Where "skylight" appears in a line of the entries below, that line should be copied.

Source records:
----

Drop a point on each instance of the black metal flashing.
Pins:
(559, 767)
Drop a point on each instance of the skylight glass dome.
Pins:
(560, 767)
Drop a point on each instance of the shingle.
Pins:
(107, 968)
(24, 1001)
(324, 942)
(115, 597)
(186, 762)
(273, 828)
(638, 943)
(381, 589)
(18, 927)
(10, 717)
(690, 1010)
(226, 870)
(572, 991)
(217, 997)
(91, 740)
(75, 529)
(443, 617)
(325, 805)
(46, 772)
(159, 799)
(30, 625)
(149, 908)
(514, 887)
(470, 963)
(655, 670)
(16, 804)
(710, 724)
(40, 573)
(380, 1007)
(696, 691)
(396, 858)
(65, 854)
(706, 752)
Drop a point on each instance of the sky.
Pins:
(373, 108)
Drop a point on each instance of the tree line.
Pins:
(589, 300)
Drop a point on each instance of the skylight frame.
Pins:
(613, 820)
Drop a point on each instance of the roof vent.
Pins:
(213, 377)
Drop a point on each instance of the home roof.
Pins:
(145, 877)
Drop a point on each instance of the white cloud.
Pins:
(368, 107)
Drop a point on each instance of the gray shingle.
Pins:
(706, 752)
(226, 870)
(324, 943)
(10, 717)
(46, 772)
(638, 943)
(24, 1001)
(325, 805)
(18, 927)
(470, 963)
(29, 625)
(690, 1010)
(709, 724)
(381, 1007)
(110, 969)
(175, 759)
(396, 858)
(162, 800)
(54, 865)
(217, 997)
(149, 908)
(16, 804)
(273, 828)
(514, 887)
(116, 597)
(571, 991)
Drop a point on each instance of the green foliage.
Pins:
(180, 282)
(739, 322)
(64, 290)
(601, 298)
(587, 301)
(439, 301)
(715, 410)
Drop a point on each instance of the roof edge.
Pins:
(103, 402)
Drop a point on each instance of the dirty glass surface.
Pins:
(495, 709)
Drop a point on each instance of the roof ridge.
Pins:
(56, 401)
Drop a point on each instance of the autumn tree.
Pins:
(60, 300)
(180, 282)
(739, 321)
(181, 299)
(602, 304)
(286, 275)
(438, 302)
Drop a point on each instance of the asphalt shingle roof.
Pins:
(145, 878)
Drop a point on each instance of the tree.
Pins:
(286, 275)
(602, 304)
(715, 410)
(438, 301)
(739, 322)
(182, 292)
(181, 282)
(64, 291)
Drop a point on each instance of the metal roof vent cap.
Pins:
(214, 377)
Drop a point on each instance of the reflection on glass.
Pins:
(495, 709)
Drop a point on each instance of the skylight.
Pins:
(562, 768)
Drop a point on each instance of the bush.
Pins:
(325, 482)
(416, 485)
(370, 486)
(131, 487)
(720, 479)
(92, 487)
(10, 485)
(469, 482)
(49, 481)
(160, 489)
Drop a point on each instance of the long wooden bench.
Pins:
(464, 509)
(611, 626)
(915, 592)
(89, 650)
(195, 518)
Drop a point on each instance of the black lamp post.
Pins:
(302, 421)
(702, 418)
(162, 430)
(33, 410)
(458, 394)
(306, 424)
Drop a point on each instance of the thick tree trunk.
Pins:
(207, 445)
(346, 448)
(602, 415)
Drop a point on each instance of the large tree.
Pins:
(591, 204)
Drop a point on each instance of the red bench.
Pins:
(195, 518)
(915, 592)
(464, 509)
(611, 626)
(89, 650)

----

- WRITTEN RESPONSE:
Drop a point on each instance of the skylight glass dome.
Drop a point on each instance of the skylight frame.
Drop a point on each instance of the skylight.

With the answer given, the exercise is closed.